> **Assignment**: Find every line in the entries that contains the word "then" and copy each of those lines.

> **Data listing**:
════════════════
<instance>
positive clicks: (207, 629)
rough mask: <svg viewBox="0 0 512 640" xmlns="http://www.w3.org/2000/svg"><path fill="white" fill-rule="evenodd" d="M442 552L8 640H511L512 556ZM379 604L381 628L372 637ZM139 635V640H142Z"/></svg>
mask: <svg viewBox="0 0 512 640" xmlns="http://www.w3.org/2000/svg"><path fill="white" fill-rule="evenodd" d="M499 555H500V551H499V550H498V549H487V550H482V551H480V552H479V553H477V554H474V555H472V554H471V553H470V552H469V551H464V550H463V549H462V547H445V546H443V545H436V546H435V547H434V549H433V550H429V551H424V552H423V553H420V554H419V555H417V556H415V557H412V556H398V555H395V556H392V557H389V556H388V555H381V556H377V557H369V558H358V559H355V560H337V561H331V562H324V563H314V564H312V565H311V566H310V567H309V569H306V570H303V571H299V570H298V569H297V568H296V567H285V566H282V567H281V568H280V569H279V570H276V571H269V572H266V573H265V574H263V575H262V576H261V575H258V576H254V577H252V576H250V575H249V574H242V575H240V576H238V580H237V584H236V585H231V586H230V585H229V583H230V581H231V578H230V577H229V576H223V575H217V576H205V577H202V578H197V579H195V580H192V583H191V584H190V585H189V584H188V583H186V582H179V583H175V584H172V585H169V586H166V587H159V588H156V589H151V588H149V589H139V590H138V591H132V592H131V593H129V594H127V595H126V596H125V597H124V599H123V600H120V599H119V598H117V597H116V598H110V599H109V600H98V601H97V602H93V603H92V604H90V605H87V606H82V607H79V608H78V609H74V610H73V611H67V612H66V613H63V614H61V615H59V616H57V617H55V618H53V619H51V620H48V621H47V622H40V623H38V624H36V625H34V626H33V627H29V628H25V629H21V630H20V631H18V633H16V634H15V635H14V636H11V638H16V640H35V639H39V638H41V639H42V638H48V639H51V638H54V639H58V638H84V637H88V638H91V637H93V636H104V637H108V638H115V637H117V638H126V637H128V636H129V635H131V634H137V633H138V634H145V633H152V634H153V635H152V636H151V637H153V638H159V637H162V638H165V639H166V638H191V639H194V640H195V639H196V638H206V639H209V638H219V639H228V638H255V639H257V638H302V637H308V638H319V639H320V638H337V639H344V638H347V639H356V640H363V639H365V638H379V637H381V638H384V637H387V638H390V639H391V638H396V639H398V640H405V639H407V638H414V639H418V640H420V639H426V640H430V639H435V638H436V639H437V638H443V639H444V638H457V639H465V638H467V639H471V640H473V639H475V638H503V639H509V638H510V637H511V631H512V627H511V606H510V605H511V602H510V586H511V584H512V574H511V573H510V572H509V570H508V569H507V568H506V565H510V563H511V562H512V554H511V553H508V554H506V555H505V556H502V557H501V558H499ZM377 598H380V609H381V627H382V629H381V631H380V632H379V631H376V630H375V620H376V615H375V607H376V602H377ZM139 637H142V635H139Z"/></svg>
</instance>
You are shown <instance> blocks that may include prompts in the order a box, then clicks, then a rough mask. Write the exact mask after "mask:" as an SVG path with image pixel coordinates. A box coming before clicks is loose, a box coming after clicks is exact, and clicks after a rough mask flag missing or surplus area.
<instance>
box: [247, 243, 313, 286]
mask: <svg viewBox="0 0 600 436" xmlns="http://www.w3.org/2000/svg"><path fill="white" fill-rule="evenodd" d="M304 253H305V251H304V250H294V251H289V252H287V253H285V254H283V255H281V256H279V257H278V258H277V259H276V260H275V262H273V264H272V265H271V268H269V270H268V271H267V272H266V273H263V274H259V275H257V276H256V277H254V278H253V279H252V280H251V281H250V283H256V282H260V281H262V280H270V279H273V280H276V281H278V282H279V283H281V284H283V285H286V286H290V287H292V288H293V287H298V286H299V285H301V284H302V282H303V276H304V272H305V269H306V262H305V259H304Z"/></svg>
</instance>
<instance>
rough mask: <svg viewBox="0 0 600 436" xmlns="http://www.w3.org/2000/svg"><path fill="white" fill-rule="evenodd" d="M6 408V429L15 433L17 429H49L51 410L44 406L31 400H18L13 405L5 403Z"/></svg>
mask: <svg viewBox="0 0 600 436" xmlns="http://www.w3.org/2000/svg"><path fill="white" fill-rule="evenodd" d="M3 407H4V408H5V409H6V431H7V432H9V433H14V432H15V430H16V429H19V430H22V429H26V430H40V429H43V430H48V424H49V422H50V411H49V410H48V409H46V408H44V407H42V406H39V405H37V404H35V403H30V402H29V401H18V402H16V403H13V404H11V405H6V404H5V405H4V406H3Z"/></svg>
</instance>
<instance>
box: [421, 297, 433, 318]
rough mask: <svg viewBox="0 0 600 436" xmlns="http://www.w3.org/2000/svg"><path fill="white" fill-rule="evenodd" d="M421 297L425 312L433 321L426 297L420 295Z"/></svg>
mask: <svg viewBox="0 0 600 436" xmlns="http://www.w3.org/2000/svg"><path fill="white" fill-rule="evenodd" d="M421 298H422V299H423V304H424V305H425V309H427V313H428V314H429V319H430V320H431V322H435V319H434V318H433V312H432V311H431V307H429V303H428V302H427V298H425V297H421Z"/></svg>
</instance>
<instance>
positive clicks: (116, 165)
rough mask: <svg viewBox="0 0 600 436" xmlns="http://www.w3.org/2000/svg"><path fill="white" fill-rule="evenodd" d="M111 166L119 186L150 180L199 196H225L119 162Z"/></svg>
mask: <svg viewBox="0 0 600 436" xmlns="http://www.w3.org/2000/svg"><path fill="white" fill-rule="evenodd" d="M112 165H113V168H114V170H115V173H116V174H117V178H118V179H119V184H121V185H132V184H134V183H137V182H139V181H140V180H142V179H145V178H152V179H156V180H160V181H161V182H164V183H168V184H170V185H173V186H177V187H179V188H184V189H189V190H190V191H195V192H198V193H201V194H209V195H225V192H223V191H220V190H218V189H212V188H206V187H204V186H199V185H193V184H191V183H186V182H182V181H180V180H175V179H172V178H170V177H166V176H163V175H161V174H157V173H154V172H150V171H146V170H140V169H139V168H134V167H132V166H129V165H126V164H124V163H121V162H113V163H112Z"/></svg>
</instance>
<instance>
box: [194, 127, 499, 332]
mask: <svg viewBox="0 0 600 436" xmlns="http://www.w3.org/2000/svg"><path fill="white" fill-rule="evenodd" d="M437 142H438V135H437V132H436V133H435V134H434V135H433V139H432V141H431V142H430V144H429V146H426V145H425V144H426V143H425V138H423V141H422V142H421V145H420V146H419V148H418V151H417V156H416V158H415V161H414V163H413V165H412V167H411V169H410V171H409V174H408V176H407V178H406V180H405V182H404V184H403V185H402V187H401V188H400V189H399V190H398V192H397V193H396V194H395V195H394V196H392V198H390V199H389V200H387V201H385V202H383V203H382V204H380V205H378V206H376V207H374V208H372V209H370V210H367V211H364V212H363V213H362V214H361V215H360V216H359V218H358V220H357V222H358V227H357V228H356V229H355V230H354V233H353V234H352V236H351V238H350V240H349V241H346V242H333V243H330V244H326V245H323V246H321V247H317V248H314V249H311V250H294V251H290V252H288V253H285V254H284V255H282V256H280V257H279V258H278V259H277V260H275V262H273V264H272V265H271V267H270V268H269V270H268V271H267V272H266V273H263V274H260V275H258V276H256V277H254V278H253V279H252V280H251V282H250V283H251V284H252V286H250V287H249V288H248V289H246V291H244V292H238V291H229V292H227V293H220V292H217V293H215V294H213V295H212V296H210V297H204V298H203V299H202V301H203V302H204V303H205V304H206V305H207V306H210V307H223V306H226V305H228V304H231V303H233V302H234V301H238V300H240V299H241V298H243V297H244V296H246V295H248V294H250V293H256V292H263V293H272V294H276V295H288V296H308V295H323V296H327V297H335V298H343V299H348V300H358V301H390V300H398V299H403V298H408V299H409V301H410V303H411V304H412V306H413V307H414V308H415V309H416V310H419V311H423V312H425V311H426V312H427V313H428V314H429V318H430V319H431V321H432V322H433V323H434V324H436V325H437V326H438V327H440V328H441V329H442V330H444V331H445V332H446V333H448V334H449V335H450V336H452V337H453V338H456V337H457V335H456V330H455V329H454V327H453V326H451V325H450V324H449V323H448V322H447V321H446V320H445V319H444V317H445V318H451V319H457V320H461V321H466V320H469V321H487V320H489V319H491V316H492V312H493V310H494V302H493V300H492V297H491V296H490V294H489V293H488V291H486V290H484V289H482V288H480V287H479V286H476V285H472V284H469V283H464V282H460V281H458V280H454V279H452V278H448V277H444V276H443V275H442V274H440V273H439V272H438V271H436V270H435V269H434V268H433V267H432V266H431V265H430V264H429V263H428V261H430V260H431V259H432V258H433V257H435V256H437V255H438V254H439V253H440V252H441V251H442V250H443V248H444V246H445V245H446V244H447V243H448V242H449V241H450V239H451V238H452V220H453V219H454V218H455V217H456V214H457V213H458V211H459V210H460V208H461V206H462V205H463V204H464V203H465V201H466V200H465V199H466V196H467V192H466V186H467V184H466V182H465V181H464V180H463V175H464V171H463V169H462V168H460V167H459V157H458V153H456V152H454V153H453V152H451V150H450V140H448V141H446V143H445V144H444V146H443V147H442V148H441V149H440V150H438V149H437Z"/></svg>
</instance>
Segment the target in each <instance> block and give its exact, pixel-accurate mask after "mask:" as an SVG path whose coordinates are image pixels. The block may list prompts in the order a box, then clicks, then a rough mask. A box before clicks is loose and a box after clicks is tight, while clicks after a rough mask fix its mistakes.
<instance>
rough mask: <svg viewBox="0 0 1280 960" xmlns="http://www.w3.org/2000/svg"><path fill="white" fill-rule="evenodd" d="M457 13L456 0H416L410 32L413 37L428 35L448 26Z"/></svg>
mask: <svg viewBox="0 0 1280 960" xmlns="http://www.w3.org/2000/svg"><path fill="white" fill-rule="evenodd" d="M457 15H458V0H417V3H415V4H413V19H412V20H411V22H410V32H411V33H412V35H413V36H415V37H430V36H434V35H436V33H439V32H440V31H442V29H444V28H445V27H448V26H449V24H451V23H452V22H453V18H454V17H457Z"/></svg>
════════════════
> **Response for this exercise**:
You are shown <instance> blocks that may include prompts in the order a box, then clicks, then a rough mask. Write the exact mask after "mask:" as an SVG path with image pixel coordinates. A box coming before clicks is loose, a box coming after clicks is exact, and clicks after a rough mask flag missing or surplus area.
Segment the target in each <instance> block and give its exact, pixel-accurate mask after "mask:" as an SVG path whose coordinates are image pixels. The block may list prompts in the order a box, then clicks, then a rough mask. A box before clicks is loose and a box after clicks is tight, while clicks after a rough mask fix its mistakes.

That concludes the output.